Point placement records
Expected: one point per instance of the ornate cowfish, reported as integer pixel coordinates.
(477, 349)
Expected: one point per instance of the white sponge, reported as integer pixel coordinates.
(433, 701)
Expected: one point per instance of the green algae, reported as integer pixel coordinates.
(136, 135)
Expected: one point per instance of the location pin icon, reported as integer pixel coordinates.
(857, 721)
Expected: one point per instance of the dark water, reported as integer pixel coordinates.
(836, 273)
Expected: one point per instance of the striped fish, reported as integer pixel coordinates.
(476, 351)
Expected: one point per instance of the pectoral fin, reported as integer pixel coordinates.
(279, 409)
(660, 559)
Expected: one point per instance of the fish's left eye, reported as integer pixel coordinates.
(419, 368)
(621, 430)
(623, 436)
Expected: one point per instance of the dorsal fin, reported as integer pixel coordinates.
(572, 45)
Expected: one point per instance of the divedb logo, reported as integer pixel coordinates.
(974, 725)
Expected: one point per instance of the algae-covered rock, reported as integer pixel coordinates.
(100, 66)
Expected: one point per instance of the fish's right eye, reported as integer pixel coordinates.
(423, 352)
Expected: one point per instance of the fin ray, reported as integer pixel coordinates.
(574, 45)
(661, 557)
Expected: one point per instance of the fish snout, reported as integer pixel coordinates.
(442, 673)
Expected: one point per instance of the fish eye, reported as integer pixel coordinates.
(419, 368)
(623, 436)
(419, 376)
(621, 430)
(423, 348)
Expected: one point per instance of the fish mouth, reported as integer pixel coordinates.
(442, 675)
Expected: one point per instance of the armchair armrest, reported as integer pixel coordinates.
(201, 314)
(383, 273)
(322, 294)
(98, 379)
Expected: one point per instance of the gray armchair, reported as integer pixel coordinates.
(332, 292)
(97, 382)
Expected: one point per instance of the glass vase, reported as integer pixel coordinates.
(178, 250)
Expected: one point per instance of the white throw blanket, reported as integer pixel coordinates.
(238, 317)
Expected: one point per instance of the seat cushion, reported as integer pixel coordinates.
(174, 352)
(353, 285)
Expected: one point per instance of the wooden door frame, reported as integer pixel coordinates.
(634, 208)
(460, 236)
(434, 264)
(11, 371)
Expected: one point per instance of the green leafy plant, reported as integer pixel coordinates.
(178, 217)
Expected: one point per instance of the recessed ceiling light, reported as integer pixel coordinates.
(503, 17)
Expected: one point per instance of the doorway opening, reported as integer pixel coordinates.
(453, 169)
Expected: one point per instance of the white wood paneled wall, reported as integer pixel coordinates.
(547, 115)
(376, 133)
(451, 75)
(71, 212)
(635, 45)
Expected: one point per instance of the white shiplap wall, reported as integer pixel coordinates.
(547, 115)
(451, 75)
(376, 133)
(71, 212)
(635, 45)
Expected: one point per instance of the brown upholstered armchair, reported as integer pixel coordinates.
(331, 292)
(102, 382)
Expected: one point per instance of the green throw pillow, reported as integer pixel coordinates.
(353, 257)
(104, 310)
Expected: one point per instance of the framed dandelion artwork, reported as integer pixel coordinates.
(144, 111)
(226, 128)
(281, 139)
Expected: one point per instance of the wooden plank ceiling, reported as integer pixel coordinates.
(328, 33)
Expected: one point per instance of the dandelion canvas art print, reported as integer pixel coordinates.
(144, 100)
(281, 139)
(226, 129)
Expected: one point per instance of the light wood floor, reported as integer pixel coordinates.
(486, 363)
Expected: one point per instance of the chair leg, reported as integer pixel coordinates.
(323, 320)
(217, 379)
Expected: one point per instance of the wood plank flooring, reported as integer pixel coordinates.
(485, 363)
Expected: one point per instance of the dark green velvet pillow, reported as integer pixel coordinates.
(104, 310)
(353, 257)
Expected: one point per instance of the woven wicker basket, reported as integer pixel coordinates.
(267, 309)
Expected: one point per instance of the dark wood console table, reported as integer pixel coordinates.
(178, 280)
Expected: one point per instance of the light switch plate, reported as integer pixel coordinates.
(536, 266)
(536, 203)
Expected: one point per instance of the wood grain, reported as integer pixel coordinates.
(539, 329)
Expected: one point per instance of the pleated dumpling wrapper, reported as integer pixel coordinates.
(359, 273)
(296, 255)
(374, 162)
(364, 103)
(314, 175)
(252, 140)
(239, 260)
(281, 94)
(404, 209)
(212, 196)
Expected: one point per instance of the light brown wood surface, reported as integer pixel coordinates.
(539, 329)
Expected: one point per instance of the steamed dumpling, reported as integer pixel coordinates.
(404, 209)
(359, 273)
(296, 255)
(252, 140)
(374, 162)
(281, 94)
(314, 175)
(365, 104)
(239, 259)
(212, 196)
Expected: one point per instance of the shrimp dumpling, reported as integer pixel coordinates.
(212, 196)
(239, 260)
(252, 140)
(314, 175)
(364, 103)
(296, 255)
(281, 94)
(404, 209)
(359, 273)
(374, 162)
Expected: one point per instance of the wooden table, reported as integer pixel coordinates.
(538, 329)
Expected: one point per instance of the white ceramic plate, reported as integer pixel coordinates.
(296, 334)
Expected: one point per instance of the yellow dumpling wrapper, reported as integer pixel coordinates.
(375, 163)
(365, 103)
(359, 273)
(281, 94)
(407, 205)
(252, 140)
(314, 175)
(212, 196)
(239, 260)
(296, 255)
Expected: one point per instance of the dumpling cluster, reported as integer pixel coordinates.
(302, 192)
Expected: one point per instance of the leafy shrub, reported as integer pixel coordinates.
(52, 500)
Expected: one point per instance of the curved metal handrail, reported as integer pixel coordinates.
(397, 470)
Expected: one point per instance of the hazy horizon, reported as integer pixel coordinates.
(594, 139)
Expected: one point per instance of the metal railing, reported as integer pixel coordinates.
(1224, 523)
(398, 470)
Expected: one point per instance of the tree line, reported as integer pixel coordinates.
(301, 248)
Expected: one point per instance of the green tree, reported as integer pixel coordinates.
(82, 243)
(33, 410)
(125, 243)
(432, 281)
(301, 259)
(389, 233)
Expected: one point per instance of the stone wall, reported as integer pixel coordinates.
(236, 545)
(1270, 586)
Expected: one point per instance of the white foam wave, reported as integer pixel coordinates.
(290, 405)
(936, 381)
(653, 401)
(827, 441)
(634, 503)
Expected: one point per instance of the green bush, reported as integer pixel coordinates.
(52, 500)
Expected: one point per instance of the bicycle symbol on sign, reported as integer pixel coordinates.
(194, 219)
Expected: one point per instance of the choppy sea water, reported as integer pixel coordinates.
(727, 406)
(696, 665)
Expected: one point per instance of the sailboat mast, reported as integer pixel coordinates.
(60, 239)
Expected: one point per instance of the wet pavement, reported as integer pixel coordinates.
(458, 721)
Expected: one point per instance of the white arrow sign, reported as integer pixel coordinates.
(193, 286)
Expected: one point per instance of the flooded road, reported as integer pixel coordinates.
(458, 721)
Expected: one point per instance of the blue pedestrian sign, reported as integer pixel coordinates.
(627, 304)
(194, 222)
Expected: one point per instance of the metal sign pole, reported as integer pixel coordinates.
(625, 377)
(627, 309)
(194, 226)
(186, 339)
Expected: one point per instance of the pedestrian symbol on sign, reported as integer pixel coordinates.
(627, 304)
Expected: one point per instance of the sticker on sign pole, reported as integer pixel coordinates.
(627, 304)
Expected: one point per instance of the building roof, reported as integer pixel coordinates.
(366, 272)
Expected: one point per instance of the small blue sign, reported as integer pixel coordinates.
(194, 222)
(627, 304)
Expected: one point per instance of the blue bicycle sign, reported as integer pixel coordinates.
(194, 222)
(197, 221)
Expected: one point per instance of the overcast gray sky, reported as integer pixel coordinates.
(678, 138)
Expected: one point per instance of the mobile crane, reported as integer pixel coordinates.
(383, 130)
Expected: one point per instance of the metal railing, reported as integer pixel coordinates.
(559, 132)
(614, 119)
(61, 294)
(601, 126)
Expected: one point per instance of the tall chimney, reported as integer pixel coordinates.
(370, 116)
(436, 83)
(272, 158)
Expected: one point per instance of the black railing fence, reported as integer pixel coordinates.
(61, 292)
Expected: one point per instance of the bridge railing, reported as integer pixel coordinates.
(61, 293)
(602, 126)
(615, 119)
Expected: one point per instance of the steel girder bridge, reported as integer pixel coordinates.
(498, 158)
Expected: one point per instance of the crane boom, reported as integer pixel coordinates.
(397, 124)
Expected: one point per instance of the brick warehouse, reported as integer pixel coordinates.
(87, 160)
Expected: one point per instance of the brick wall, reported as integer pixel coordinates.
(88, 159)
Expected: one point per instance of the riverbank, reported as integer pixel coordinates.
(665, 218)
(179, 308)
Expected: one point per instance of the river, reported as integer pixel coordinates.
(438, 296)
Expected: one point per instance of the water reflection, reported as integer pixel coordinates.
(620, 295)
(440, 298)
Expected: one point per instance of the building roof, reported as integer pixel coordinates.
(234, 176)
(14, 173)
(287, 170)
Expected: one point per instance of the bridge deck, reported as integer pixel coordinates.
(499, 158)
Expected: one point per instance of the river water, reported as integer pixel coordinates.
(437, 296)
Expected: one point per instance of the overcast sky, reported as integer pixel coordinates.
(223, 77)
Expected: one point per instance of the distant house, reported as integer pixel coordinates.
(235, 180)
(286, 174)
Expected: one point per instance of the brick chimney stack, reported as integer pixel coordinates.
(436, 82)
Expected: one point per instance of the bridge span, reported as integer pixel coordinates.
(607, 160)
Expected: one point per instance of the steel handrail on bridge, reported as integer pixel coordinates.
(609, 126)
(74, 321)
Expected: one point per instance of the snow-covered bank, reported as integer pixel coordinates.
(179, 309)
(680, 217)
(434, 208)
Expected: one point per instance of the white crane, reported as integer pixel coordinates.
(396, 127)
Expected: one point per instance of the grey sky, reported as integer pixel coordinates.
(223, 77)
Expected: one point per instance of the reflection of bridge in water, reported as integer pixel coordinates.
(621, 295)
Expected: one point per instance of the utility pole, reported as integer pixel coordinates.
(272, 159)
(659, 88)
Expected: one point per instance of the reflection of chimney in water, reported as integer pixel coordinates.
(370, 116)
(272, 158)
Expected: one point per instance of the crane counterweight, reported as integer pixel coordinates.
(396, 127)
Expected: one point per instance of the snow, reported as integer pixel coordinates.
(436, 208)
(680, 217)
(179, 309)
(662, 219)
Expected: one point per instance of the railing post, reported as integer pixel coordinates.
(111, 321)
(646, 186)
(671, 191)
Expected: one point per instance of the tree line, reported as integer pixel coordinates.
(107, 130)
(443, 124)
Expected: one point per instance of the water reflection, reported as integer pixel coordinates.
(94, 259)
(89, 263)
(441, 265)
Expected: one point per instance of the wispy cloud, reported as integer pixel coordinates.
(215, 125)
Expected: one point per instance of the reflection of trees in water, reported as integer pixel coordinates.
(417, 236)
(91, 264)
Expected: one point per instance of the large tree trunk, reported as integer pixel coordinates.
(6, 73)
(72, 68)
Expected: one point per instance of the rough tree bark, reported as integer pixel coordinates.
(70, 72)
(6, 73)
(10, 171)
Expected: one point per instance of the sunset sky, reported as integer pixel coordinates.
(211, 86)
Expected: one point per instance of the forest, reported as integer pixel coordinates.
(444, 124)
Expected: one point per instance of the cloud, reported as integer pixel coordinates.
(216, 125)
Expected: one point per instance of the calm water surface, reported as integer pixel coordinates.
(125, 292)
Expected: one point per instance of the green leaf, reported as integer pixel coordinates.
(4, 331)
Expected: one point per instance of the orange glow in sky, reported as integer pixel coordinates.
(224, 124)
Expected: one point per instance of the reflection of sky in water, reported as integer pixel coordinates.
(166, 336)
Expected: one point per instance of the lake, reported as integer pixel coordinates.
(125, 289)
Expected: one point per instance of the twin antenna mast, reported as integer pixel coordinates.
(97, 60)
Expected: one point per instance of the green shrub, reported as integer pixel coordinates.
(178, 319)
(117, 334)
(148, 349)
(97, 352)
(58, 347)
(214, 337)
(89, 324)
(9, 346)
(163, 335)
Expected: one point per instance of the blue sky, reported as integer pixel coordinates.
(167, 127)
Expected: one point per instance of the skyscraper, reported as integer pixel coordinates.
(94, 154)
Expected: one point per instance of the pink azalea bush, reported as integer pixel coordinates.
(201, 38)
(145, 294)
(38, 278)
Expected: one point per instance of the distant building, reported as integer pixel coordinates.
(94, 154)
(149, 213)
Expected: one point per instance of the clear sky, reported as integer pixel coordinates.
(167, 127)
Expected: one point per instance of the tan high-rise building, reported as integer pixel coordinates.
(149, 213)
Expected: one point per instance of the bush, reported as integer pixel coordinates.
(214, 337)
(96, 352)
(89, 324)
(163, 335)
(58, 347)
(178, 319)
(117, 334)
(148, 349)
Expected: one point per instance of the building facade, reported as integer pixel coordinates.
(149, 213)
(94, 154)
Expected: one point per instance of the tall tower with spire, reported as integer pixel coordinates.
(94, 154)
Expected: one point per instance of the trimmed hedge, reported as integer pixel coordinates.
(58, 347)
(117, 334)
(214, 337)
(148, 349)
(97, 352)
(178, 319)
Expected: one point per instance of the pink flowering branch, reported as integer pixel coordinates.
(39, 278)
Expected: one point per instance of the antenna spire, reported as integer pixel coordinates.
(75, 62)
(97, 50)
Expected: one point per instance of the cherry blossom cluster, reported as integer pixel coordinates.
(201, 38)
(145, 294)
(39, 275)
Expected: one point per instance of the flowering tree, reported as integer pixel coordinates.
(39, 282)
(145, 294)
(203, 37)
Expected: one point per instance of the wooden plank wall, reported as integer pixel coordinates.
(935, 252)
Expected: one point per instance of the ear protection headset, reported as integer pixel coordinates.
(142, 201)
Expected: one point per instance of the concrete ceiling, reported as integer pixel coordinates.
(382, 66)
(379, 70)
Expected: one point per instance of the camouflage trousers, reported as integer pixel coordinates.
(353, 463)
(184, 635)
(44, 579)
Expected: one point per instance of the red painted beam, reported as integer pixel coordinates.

== Short task ==
Quote, without alteration, the final stretch of the entries: the line with "Expected: one point per instance of the tan" onward to the last line.

== Task answer ==
Expected: one point per instance of the tan high-rise building, reported as integer pixel coordinates.
(149, 213)
Expected: one point per instance of the bush, reported as integer pixel coordinates.
(214, 337)
(96, 352)
(89, 324)
(163, 335)
(58, 347)
(178, 319)
(117, 334)
(148, 349)
Expected: one point per instance of the building facade, reported as integer pixel coordinates.
(149, 213)
(94, 154)
Expected: one point per instance of the tall tower with spire, reported as integer pixel coordinates.
(94, 154)
Expected: one point per instance of the trimmed hedge, reported as integer pixel coordinates.
(58, 347)
(117, 334)
(214, 337)
(148, 349)
(97, 352)
(178, 319)
Expected: one point per instance of the pink flowering branch, reported as integer pixel coordinates.
(39, 278)
Expected: one point per instance of the antenna spire, reported as integer pixel coordinates.
(75, 62)
(97, 50)
Expected: one point per instance of the cherry blossom cluster, reported as integer pixel coordinates.
(201, 38)
(145, 294)
(39, 275)
Expected: one point per instance of the flowering tree, reported as integer pixel coordinates.
(39, 282)
(145, 294)
(203, 37)
Expected: one point per instance of the wooden plank wall, reported as integer pixel coordinates.
(935, 252)
Expected: one point per instance of the ear protection headset, reported as integer pixel coordinates.
(142, 201)
Expected: one point per instance of the concrete ceiling, reported as integer pixel coordinates.
(382, 66)
(379, 70)
Expected: one point per instance of the camouflage trousers, reported as integer pixel coordinates.
(353, 463)
(184, 635)
(44, 579)
Expected: one point per instance of the red painted beam, reported as integer pixel coordinates.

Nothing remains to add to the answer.